──────── Selected excerpt ────────

Barclays Commodities Research on Friday raised its oil price forecasts for this year and 2021, buoyed by supply cuts to balance the demand erosion caused by conrovirus-led restrictions.
In recent days, several OPEC nations including Saudi Arabia said they will cut output more than originally pledged. Producers in the United States and Canada have cut production by 1.7 million bpd, much faster than expected.
The bank upgraded its forecasts for Brent crude and U.S. West Texas Intermediate futures by $5-6 per barrel for 2020 and $16 per barrel for 2021.
“Market forces have aligned producers around the world to support fundamentals, and demand is increasingly showing signs of having troughed,” it said in a note.
But it added that the sheer size and speed of the disruption and associated inventory overhang is likely to take time to get fully absorbed.
U.S. crude prices plummeted to as much as minus $40 a barrel last month because of storage problems at the Cushing, Oklahoma storage hub.
Over the very short term, prices are likely to remain under pressure as uncertainties around the speed of economic recovery remain significantly high, Barclays said.
Global benchmark prices are expected to average $28 in Q2 before rising to $39 in the last quarter. U.S. crude is forecast at $21 this quarter and rise to $36 by Q4.
“Despite all the voluntary output adjustments in response to the plummet in demand, we expect a large market imbalance in Q2 20, partly due to a phase lag in supply response, but a recovery in demand still holds the key to rebalancing.”
Oil prices rose on Friday after data showed demand for crude picking up in China, boosting hopes that the global supply overhang may start to fade. Brent was trading at $32.40 per barrel and WTI at $28.52 a barrel. [O/R]
Barclays now sees Brent prices averaging $37 a barrel and WTI at $33 this year. For 2021, the bank expects Brent and WTI prices to average $53 and $50 per barrel, respectively.
As fuel demand continues to recover, Cushing’s demand and supply dynamics are unlikely to deteriorate materially, despite a potential recovery of some shut-in production over the coming weeks, the bank said, adding that it does not expect WTI prices to go into negative territory again.

──────── Given data ────────

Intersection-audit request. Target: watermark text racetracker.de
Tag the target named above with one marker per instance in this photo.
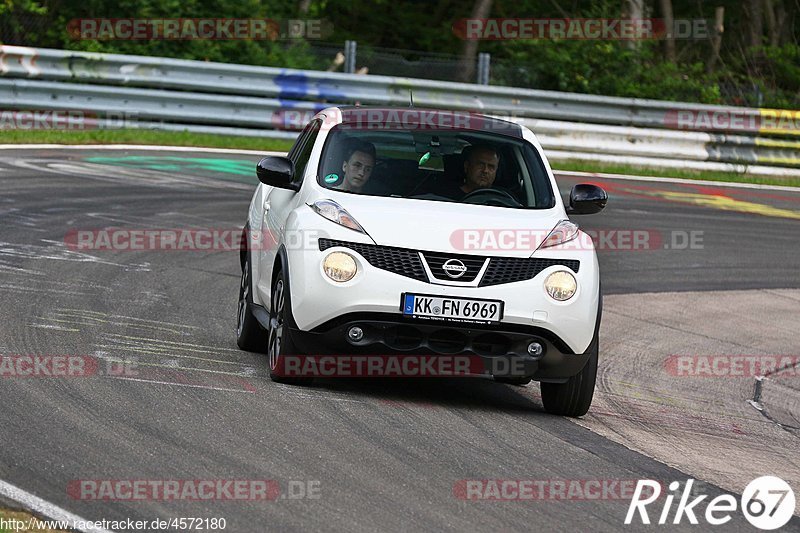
(545, 489)
(8, 525)
(475, 240)
(64, 120)
(184, 239)
(619, 240)
(182, 29)
(604, 29)
(26, 366)
(133, 490)
(733, 366)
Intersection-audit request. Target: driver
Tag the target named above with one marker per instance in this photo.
(357, 166)
(480, 167)
(480, 170)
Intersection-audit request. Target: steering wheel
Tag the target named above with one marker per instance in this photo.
(489, 196)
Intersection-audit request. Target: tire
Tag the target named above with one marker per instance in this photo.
(574, 397)
(279, 343)
(521, 382)
(250, 335)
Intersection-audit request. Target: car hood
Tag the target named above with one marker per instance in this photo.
(452, 227)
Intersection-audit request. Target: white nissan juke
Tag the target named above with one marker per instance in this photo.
(401, 231)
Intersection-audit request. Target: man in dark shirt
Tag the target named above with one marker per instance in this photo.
(359, 161)
(480, 171)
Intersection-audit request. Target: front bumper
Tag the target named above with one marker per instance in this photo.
(317, 301)
(499, 350)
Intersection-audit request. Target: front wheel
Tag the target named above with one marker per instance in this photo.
(573, 397)
(250, 335)
(280, 342)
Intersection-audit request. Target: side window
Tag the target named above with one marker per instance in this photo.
(301, 152)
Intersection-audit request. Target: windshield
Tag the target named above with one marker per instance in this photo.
(446, 165)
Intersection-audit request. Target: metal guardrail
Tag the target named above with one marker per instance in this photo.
(172, 94)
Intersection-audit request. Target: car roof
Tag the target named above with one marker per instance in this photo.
(369, 117)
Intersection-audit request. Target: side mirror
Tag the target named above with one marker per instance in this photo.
(586, 199)
(277, 172)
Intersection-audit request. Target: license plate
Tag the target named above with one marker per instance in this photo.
(455, 309)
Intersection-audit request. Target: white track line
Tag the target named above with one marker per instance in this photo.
(44, 508)
(209, 387)
(198, 149)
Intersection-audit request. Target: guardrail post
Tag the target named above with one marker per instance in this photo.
(350, 57)
(484, 61)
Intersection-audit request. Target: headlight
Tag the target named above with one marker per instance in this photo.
(564, 231)
(336, 213)
(339, 266)
(560, 285)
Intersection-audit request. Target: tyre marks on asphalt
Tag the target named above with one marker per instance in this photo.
(703, 424)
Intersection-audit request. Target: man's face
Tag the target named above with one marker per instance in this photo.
(481, 169)
(357, 171)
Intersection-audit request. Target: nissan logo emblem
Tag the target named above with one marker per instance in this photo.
(454, 268)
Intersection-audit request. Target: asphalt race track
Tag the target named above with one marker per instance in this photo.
(719, 276)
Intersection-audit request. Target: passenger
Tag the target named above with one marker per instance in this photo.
(357, 166)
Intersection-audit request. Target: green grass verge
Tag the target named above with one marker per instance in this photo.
(250, 143)
(131, 136)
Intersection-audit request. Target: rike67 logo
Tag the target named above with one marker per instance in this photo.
(767, 502)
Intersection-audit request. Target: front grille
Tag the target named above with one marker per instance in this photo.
(398, 260)
(407, 263)
(437, 260)
(510, 269)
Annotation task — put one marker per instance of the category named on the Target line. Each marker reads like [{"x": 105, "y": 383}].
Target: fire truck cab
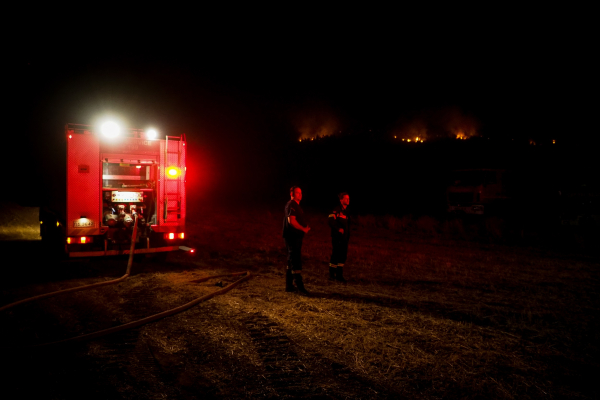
[{"x": 112, "y": 179}]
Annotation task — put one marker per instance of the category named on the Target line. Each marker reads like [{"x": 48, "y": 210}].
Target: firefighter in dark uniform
[
  {"x": 339, "y": 222},
  {"x": 294, "y": 228}
]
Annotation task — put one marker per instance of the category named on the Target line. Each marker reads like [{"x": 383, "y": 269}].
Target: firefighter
[
  {"x": 294, "y": 229},
  {"x": 339, "y": 222}
]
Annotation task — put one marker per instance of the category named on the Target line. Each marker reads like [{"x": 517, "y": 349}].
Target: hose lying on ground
[
  {"x": 158, "y": 316},
  {"x": 85, "y": 287}
]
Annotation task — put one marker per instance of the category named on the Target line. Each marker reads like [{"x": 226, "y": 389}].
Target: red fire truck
[{"x": 112, "y": 178}]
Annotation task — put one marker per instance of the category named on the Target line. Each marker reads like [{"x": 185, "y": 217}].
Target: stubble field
[{"x": 425, "y": 314}]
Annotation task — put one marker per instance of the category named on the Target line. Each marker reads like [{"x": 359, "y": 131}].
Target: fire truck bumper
[{"x": 74, "y": 254}]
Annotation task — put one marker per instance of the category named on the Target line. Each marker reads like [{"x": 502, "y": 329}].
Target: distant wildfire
[
  {"x": 315, "y": 124},
  {"x": 436, "y": 124}
]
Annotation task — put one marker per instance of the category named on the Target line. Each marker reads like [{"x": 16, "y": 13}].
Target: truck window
[{"x": 118, "y": 175}]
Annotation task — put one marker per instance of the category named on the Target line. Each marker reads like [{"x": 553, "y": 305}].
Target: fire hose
[{"x": 143, "y": 321}]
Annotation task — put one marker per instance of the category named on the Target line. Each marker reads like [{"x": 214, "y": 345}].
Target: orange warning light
[{"x": 173, "y": 172}]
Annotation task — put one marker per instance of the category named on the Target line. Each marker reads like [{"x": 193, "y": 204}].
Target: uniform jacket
[{"x": 339, "y": 219}]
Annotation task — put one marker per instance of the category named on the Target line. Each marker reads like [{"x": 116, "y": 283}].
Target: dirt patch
[{"x": 418, "y": 319}]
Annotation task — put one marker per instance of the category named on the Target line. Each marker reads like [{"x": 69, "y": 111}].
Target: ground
[{"x": 431, "y": 310}]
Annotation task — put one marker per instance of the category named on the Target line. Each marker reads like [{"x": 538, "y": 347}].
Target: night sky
[{"x": 244, "y": 93}]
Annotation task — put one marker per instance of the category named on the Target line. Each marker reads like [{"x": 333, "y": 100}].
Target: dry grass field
[{"x": 426, "y": 314}]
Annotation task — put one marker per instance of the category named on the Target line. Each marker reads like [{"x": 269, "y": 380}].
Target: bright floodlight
[
  {"x": 151, "y": 134},
  {"x": 110, "y": 129}
]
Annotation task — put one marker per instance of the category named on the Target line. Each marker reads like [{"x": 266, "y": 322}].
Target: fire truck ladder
[{"x": 177, "y": 193}]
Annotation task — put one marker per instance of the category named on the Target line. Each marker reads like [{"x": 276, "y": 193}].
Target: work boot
[
  {"x": 339, "y": 274},
  {"x": 300, "y": 285},
  {"x": 332, "y": 272},
  {"x": 289, "y": 281}
]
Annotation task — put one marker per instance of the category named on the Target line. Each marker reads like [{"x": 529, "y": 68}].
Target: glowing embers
[
  {"x": 173, "y": 235},
  {"x": 80, "y": 240},
  {"x": 415, "y": 140},
  {"x": 173, "y": 172}
]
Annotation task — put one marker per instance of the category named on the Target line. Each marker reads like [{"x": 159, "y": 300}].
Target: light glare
[
  {"x": 151, "y": 133},
  {"x": 110, "y": 129}
]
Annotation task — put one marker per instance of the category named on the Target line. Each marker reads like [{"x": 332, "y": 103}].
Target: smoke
[
  {"x": 439, "y": 123},
  {"x": 315, "y": 122}
]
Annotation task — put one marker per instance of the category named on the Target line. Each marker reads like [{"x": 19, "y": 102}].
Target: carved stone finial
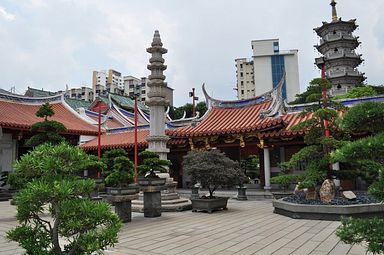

────────

| Problem statement |
Reproduce the passage of the Barclays oil forecast article between "But it added" and "Oklahoma storage hub.", inclusive.

| Task result |
But it added that the sheer size and speed of the disruption and associated inventory overhang is likely to take time to get fully absorbed.
U.S. crude prices plummeted to as much as minus $40 a barrel last month because of storage problems at the Cushing, Oklahoma storage hub.